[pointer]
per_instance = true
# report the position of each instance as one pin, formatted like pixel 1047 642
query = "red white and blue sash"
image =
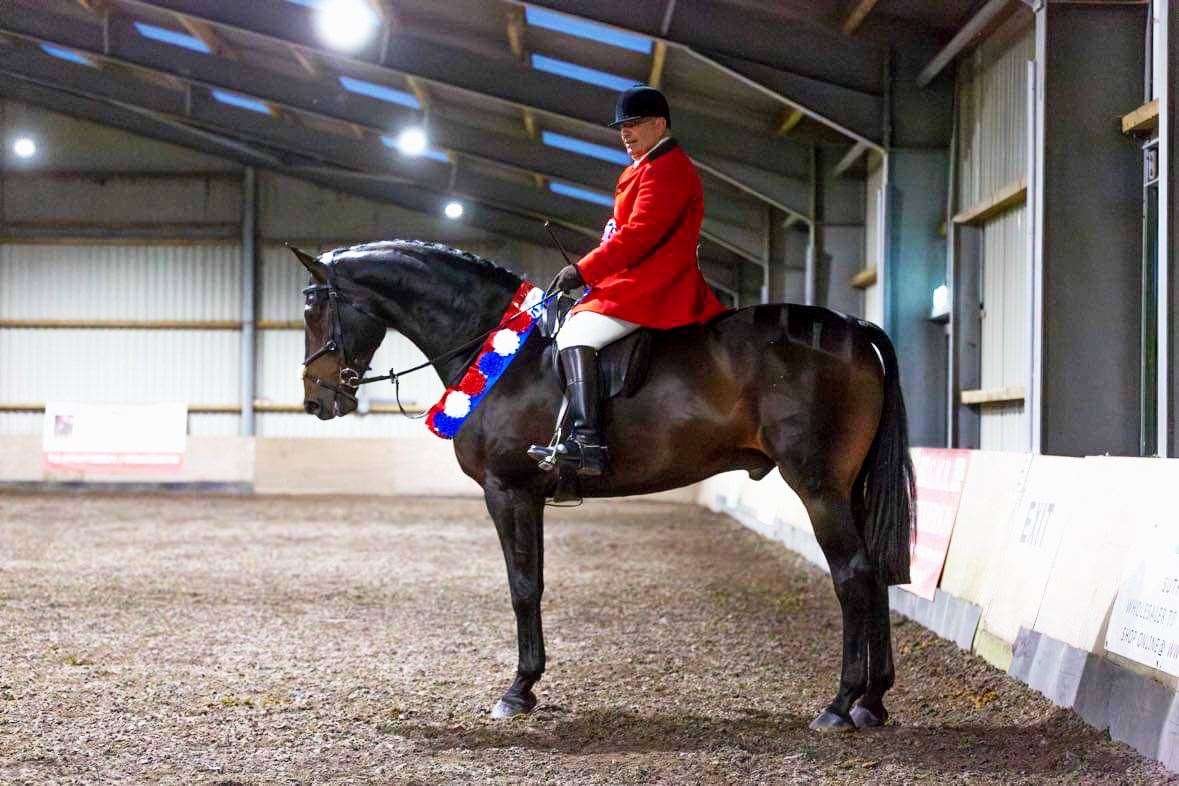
pixel 496 352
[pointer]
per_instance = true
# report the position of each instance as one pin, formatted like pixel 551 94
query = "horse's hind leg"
pixel 855 582
pixel 869 709
pixel 519 521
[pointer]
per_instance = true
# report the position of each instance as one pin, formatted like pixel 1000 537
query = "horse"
pixel 801 388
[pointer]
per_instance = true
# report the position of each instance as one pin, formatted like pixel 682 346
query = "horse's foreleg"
pixel 855 585
pixel 519 521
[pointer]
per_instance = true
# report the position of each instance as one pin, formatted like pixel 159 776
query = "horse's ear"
pixel 317 269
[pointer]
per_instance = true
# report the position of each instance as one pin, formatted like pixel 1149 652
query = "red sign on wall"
pixel 941 475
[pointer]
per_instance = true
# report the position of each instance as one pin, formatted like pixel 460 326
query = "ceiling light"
pixel 346 25
pixel 24 147
pixel 412 141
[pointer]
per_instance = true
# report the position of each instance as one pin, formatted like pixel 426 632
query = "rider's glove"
pixel 570 278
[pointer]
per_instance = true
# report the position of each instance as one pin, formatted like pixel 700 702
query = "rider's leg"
pixel 592 330
pixel 578 343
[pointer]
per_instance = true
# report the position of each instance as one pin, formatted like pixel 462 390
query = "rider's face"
pixel 640 136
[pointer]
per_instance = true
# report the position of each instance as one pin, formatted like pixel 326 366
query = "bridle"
pixel 350 377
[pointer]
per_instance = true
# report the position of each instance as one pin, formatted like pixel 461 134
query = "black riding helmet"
pixel 640 101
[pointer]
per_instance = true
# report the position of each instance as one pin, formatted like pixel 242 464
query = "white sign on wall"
pixel 114 436
pixel 1144 625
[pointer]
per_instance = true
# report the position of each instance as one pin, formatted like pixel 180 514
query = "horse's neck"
pixel 439 314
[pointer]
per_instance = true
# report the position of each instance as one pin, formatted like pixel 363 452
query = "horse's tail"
pixel 887 487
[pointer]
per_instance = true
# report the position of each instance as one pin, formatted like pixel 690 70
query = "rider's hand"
pixel 570 278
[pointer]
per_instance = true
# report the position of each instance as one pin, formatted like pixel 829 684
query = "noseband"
pixel 349 376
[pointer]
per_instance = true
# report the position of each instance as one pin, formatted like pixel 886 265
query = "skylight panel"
pixel 584 195
pixel 587 30
pixel 573 71
pixel 172 37
pixel 583 147
pixel 429 152
pixel 380 92
pixel 242 101
pixel 67 54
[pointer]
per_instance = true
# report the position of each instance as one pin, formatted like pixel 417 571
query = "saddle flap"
pixel 623 364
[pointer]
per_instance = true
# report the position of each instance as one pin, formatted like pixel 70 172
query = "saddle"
pixel 623 364
pixel 623 369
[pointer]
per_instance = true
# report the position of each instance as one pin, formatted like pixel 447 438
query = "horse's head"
pixel 341 335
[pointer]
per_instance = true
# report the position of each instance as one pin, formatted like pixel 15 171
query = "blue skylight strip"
pixel 573 71
pixel 583 147
pixel 581 28
pixel 380 92
pixel 172 37
pixel 67 54
pixel 584 195
pixel 242 101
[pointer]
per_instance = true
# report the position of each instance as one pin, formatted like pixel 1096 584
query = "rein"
pixel 351 378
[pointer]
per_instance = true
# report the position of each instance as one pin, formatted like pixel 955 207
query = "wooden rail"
pixel 993 396
pixel 1009 196
pixel 1145 119
pixel 226 409
pixel 864 278
pixel 144 324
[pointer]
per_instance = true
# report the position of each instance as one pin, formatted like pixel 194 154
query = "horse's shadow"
pixel 1055 746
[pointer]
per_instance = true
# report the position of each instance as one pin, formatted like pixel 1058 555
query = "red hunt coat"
pixel 645 270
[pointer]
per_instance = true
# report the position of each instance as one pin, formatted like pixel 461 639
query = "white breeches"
pixel 591 329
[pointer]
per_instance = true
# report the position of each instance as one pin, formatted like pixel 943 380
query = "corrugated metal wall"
pixel 119 283
pixel 874 244
pixel 992 156
pixel 1005 328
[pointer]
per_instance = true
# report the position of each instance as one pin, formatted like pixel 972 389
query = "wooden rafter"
pixel 790 118
pixel 206 35
pixel 855 18
pixel 849 160
pixel 658 57
pixel 419 90
pixel 309 63
pixel 529 125
pixel 515 32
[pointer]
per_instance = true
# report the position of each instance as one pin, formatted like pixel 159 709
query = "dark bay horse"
pixel 799 388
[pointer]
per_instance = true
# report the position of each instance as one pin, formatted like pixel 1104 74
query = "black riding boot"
pixel 585 448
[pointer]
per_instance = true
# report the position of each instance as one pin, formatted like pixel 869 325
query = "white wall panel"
pixel 119 282
pixel 1005 328
pixel 874 243
pixel 992 154
pixel 119 365
pixel 993 113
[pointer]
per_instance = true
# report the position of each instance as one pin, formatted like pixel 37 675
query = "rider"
pixel 643 275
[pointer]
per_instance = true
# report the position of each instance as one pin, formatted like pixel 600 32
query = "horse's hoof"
pixel 864 718
pixel 502 711
pixel 832 721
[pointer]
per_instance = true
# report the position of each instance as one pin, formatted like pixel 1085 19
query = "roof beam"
pixel 849 160
pixel 514 84
pixel 857 14
pixel 993 13
pixel 658 57
pixel 409 178
pixel 204 33
pixel 540 163
pixel 832 79
pixel 790 118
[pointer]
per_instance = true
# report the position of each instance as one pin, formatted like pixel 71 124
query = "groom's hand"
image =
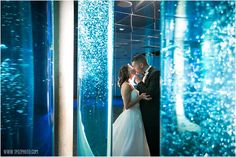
pixel 138 78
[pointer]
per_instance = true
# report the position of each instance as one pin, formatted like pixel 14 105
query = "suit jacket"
pixel 150 109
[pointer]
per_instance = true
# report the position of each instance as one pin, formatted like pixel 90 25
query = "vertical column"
pixel 64 52
pixel 198 78
pixel 95 59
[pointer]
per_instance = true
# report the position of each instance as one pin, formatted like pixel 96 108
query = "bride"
pixel 129 137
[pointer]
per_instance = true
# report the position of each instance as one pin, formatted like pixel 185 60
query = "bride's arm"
pixel 126 94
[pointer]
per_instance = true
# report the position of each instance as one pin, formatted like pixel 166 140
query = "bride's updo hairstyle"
pixel 123 75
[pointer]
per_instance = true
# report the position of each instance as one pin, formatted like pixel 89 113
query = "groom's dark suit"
pixel 151 109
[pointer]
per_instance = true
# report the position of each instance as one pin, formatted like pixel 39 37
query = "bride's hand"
pixel 144 96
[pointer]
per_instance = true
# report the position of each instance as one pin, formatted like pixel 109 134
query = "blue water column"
pixel 95 57
pixel 198 78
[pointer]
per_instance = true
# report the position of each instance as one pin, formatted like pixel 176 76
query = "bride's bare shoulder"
pixel 126 86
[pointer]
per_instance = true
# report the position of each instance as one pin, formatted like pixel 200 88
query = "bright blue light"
pixel 198 79
pixel 95 59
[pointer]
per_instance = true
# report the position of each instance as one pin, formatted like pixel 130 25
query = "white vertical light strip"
pixel 110 44
pixel 66 64
pixel 180 28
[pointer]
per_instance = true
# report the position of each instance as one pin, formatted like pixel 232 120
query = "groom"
pixel 149 84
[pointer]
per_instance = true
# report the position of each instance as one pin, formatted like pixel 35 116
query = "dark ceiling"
pixel 137 27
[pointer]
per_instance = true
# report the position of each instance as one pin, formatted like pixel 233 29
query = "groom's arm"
pixel 152 88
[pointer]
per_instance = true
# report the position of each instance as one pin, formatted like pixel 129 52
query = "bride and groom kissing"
pixel 136 130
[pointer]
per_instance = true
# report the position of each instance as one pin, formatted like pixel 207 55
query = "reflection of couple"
pixel 136 130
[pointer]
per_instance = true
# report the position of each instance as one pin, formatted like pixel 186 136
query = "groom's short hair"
pixel 140 58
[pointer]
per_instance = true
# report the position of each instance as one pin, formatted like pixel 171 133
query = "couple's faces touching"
pixel 138 67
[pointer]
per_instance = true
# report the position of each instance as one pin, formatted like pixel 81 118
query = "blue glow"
pixel 95 59
pixel 198 78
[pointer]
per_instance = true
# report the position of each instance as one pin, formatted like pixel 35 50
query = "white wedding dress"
pixel 129 137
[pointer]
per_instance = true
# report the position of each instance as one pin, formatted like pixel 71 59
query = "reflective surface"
pixel 95 50
pixel 198 78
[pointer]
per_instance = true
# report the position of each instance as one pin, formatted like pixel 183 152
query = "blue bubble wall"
pixel 95 57
pixel 26 78
pixel 198 78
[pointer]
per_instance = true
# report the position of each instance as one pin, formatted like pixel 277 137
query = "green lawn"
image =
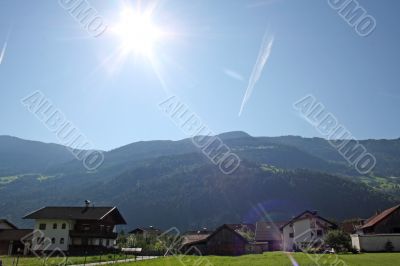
pixel 33 261
pixel 273 258
pixel 281 259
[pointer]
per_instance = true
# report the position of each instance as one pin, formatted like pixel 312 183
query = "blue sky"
pixel 207 63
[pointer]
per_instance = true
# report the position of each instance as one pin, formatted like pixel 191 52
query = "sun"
pixel 137 32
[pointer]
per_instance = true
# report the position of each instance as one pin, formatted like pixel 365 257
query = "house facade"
pixel 268 235
pixel 378 231
pixel 146 232
pixel 227 240
pixel 75 229
pixel 307 230
pixel 10 239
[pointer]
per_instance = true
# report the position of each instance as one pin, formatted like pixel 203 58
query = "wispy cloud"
pixel 233 74
pixel 263 56
pixel 260 3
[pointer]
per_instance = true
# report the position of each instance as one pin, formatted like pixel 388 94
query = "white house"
pixel 304 231
pixel 75 229
pixel 378 231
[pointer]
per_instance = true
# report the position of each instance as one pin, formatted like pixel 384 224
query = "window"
pixel 86 227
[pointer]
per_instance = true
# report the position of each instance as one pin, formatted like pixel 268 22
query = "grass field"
pixel 274 258
pixel 33 261
pixel 280 259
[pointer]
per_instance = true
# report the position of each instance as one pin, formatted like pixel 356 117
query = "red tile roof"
pixel 380 217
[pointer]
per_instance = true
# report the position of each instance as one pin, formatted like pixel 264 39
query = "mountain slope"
pixel 171 183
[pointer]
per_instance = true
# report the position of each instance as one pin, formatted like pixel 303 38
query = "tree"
pixel 389 246
pixel 338 240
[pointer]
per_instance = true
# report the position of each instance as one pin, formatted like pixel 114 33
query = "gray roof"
pixel 268 231
pixel 77 213
pixel 15 234
pixel 5 221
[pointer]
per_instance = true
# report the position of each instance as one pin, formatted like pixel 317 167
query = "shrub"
pixel 338 240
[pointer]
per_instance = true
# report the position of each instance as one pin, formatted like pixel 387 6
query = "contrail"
pixel 3 50
pixel 265 52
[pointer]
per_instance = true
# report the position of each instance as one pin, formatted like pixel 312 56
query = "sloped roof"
pixel 76 213
pixel 5 221
pixel 267 231
pixel 312 213
pixel 245 227
pixel 149 229
pixel 14 234
pixel 380 217
pixel 192 237
pixel 205 238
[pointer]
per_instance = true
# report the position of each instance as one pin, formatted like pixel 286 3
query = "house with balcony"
pixel 306 230
pixel 86 229
pixel 10 238
pixel 381 232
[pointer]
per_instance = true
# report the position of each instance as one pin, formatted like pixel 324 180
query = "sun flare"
pixel 137 32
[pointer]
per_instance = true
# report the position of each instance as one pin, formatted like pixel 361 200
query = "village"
pixel 86 229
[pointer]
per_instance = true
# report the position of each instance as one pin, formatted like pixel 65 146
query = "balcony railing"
pixel 94 234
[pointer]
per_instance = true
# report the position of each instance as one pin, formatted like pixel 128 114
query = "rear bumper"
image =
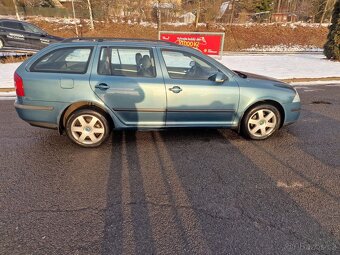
pixel 37 115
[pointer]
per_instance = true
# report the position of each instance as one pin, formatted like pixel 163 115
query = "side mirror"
pixel 218 77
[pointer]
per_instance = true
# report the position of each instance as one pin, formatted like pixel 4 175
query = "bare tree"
pixel 91 16
pixel 56 3
pixel 74 18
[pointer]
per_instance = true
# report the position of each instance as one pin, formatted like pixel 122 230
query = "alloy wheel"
pixel 262 123
pixel 87 129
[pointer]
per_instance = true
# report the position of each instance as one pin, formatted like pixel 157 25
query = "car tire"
pixel 261 122
pixel 88 127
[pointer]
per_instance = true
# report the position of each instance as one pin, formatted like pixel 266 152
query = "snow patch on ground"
pixel 6 74
pixel 7 95
pixel 284 66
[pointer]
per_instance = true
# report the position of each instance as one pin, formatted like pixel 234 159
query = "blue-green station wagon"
pixel 88 86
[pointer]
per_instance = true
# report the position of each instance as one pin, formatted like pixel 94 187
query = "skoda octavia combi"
pixel 20 35
pixel 86 87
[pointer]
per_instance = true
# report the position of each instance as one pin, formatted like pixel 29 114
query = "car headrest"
pixel 138 58
pixel 146 62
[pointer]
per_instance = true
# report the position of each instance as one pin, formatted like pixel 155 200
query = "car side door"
pixel 129 81
pixel 198 92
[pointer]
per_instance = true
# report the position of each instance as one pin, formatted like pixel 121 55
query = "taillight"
pixel 19 85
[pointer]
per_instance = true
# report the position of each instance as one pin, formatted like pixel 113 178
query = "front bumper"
pixel 292 112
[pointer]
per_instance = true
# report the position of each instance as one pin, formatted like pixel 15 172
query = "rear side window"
pixel 130 62
pixel 65 60
pixel 12 25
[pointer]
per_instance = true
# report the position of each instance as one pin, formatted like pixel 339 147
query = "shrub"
pixel 332 46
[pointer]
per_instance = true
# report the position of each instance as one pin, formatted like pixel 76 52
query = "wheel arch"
pixel 82 105
pixel 266 101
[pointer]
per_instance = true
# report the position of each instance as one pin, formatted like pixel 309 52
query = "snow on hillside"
pixel 280 66
pixel 284 66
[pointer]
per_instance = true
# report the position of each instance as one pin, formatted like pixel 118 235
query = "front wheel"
pixel 87 128
pixel 261 122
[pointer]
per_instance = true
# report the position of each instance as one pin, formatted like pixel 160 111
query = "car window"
pixel 32 29
pixel 65 60
pixel 183 65
pixel 131 62
pixel 13 25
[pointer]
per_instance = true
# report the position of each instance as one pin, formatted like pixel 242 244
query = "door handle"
pixel 102 86
pixel 176 89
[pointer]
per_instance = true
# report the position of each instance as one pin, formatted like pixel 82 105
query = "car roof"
pixel 125 41
pixel 15 20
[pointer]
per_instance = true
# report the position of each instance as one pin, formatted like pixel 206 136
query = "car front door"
pixel 198 93
pixel 130 82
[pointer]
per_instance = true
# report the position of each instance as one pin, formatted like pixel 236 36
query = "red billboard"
pixel 207 43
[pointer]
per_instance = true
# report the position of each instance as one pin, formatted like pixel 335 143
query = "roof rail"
pixel 102 39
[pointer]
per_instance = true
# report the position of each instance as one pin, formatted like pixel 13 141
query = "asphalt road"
pixel 174 192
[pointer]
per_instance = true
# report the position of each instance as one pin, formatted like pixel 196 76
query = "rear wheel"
pixel 88 128
pixel 261 122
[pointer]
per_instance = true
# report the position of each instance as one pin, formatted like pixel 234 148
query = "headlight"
pixel 296 98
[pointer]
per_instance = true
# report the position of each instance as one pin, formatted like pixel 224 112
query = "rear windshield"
pixel 65 60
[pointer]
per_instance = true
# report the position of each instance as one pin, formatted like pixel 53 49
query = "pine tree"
pixel 332 47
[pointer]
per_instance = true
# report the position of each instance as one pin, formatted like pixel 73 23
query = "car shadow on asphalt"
pixel 200 191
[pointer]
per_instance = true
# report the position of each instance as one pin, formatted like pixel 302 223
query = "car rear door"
pixel 192 98
pixel 130 82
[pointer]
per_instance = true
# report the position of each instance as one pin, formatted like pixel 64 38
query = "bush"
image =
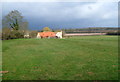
pixel 33 34
pixel 7 33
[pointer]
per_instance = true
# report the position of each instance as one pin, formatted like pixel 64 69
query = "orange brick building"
pixel 46 34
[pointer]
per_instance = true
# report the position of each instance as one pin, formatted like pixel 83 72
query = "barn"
pixel 49 34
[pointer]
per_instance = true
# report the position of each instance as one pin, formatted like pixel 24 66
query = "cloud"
pixel 67 13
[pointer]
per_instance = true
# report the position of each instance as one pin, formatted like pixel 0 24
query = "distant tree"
pixel 13 20
pixel 33 34
pixel 46 29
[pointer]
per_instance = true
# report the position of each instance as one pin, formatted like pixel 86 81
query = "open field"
pixel 74 58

# [BRIEF]
Which lines in the items above contain the word "door"? Filter them out and copy each one.

# [RESULT FOR THIS TASK]
query = "car side door"
query = "door handle"
query = "car front door"
query = "car rear door"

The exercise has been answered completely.